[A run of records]
^^^^^^^^

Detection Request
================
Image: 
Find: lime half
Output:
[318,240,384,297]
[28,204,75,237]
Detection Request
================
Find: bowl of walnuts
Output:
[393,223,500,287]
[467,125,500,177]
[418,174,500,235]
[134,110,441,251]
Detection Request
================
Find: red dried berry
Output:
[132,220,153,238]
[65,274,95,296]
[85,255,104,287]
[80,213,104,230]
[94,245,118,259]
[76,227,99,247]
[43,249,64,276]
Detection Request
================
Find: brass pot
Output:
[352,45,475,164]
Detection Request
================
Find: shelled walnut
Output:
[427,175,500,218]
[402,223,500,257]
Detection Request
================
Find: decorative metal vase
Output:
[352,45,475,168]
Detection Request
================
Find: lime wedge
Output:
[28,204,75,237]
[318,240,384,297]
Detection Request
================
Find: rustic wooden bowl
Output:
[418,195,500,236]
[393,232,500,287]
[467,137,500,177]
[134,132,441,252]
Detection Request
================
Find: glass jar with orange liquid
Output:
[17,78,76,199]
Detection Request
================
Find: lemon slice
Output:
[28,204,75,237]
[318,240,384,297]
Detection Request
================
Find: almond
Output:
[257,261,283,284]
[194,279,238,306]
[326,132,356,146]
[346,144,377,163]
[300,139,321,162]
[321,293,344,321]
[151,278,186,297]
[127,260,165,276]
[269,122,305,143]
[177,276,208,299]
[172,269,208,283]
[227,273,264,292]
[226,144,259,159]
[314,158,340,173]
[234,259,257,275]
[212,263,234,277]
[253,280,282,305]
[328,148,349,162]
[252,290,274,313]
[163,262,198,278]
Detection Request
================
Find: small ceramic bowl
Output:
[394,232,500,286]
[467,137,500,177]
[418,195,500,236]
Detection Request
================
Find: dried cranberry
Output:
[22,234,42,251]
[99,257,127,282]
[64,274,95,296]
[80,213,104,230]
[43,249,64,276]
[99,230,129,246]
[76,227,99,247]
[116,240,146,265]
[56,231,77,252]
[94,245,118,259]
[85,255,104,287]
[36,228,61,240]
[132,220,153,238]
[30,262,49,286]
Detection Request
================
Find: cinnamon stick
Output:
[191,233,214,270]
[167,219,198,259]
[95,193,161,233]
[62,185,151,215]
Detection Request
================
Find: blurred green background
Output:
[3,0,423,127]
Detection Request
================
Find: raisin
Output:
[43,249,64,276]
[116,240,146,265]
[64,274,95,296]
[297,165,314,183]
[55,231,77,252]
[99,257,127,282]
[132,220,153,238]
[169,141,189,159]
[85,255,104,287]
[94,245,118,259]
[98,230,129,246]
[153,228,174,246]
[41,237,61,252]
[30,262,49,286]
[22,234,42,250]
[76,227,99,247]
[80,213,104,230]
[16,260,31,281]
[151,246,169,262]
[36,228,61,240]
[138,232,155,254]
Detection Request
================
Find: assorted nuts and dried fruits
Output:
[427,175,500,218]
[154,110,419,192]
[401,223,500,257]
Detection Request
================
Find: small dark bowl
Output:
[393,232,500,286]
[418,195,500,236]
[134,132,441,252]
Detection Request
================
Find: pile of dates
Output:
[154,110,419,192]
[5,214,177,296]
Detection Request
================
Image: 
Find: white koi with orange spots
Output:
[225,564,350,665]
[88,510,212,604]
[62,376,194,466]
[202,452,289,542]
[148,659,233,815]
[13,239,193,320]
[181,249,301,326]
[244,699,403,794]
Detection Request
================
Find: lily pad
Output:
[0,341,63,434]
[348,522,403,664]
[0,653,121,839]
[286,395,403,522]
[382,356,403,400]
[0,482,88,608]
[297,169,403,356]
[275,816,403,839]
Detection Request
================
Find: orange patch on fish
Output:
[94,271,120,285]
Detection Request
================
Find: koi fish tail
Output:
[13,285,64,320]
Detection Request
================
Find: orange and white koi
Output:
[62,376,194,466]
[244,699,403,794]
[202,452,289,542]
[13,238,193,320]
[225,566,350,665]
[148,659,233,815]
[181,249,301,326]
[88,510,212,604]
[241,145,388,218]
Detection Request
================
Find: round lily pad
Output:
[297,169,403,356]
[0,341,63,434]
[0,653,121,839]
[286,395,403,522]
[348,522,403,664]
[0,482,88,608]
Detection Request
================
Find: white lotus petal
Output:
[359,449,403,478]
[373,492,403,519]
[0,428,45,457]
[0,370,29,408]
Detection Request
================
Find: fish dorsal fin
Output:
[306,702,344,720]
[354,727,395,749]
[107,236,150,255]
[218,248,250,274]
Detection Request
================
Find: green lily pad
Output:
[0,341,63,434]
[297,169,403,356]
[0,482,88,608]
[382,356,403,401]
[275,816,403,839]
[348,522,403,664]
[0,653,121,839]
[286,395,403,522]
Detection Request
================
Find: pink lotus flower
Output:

^^^^^^^^

Please gather every line in the data above that contains the string "white". Case counts, so match only that exact capitalization.

■ **Answer to the task**:
Find: white koi with orange spots
Find: orange and white koi
Find: white lotus petal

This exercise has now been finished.